§ **TASK DATA**
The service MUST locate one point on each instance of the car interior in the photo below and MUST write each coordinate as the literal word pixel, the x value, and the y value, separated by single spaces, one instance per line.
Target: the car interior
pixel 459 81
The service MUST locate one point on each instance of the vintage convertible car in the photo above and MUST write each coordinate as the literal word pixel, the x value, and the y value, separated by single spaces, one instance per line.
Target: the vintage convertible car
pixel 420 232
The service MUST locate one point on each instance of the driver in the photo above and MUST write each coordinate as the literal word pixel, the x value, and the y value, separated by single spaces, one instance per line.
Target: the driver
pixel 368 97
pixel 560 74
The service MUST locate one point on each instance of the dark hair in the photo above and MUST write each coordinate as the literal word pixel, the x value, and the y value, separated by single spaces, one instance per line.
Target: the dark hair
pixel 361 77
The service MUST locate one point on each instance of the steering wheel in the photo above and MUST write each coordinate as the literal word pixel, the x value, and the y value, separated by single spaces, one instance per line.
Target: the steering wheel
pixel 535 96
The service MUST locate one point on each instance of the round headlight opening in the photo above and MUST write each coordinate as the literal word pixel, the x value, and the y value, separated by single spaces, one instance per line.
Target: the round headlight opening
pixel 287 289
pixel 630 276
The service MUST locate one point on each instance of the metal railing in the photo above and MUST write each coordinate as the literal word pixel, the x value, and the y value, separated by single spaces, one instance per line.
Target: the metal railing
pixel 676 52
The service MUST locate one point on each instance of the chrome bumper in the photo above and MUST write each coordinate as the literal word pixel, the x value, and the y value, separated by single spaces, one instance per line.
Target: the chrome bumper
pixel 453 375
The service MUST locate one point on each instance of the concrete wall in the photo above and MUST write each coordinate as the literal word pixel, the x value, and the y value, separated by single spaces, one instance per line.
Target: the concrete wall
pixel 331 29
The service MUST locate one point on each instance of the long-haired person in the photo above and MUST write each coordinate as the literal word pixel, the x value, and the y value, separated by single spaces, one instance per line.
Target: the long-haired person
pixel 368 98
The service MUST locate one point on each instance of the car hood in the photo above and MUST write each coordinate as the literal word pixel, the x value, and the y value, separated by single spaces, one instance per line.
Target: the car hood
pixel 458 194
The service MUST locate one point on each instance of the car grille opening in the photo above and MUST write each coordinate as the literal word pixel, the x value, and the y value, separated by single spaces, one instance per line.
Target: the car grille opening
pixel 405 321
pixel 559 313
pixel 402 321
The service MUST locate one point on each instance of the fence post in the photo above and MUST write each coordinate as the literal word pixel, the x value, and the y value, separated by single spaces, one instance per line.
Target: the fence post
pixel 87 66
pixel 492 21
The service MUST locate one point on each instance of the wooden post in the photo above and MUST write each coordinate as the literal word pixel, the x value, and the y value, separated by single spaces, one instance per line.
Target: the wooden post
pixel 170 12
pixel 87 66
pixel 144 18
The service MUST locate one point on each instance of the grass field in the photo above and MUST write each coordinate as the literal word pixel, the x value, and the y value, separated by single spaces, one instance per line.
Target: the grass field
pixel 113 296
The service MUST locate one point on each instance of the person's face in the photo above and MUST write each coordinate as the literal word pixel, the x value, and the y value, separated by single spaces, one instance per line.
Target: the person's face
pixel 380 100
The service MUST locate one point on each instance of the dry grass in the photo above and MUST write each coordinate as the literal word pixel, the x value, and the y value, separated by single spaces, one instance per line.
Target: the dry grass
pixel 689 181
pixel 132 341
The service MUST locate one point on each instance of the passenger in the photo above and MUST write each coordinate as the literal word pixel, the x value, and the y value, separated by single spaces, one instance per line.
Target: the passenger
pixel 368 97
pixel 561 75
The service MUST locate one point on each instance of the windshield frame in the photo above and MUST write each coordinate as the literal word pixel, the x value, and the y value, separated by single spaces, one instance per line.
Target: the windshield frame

§ **PROBLEM DESCRIPTION**
Put every line of the items above into a numbered list, leaving out any blank lines.

§ **SOLUTION TO THE PROBLEM**
1. The service MUST locate one point on each instance of the car interior in the photo below and MUST write each coordinate as the literal word pixel, the x value, and the y value, separated by single spaces, one instance per line.
2. Target: the car interior
3. pixel 459 81
4. The service MUST locate one point on each instance of the vintage convertible car in the photo above and MUST write each coordinate as the literal word pixel, the x value, and the y value, separated by single spaces, one instance per line.
5. Target: the vintage convertible car
6. pixel 420 232
7. The service MUST locate one point on each instance of the driver in the photo above and MUST write each coordinate as the literal word pixel, the x value, and the y value, separated by single spaces, one instance per line.
8. Target: the driver
9. pixel 368 97
10. pixel 560 74
11. The service MUST locate one point on each instance of the dark hair in the photo above and MUST write each coordinate as the literal word pixel, the x value, and the y value, separated by single spaces, one instance per line.
12. Target: the dark hair
13. pixel 361 77
14. The service MUST locate one point on each instance of the steering wheel in the photo above and MUST write each coordinate as the literal word pixel, the x value, and the y value, separated by single spaces, one instance per line.
15. Target: the steering wheel
16. pixel 535 96
17. The service MUST locate one point on each instance of the round headlight opening in the photo above and MUST write each coordinate as the literal word pixel, the x value, and the y value, separated by single spaces, one instance per line.
18. Target: the round headlight opening
19. pixel 287 289
20. pixel 630 276
21. The service MUST locate one point on each instance of the metal railing in the photo above and MUST write each coordinate as the literal word pixel, the x value, and the y value, separated by single spaces, one instance per line.
22. Target: the metal railing
23. pixel 676 52
24. The service MUST locate one point on each instance of the chrome bumper in the photo above and MUST write each coordinate as the literal word pixel, the x value, and the y value, separated by single spaces, one instance per line.
25. Target: the chrome bumper
26. pixel 453 375
27. The service MUST locate one point on each instance of the concrete wall in the photo above and MUST write each coordinate as the literal word pixel, the x value, and the y value, separated by single spaces, one instance per line.
28. Target: the concrete wall
29. pixel 331 29
30. The service MUST locate one point on each instance of the long-haired person in the photo above and MUST write each coordinate as the literal word pixel, the x value, and the y value, separated by single spaces, one instance per line.
31. Target: the long-haired person
32. pixel 368 98
33. The service MUST locate one point on each instance of the car hood in the photo above and MUST write each coordinate as the literal word pixel, the x value, and the y value, separated by single spaces, one instance per line.
34. Target: the car hood
35. pixel 458 194
36. The service MUST locate one point on each instance of the car grille opening in the photo above and MUST write each coordinate as the literal word pixel, the x value, and the y value, separated by single spaces, one instance per line.
37. Target: the car grille opening
38. pixel 405 321
39. pixel 559 313
40. pixel 402 321
41. The service MUST locate one point on each instance of the fence post in the photo above and MUST write each coordinate as the literal word pixel, the x value, and the y value, separated by single spaces, one instance per line.
42. Target: the fence post
43. pixel 87 66
44. pixel 492 21
45. The service MUST locate one point on each instance of the wooden post in the photo above and MUST write each coordinate as the literal word pixel, the x value, and the y value, separated by single spaces, one instance per line.
46. Target: the wooden post
47. pixel 170 12
48. pixel 87 66
49. pixel 144 18
50. The service MUST locate one point on each instance of the grass field in the photo above and MUST write each coordinate as the literal word pixel, the x value, and the y value, separated by single spaces, one instance per line.
51. Target: the grass field
52. pixel 113 296
53. The service MUST locate one point on each instance of the person's face in the photo above and MUST write each coordinate as the literal word pixel, the x value, and the y value, separated by single spaces, one instance per line.
54. Target: the person's face
55. pixel 380 100
56. The service MUST locate one point on each instance of the dry grass in the photo above and MUST write each coordinate as the literal word pixel, the x value, and the y value, separated by single spaces, one instance per line.
57. Target: the dry grass
58. pixel 689 181
59. pixel 132 341
60. The service MUST locate one point on each instance of the passenger in the photo above and MUST write each coordinate as the literal word pixel, the x value, and the y value, separated by single spaces, one instance per line.
61. Target: the passenger
62. pixel 368 97
63. pixel 561 75
64. The service MUST locate one point on each instance of the windshield frame in the photo above and MUST write each coordinate as the literal word pixel, the x value, and the y value, separated by single spaces, one instance per line.
65. Target: the windshield frame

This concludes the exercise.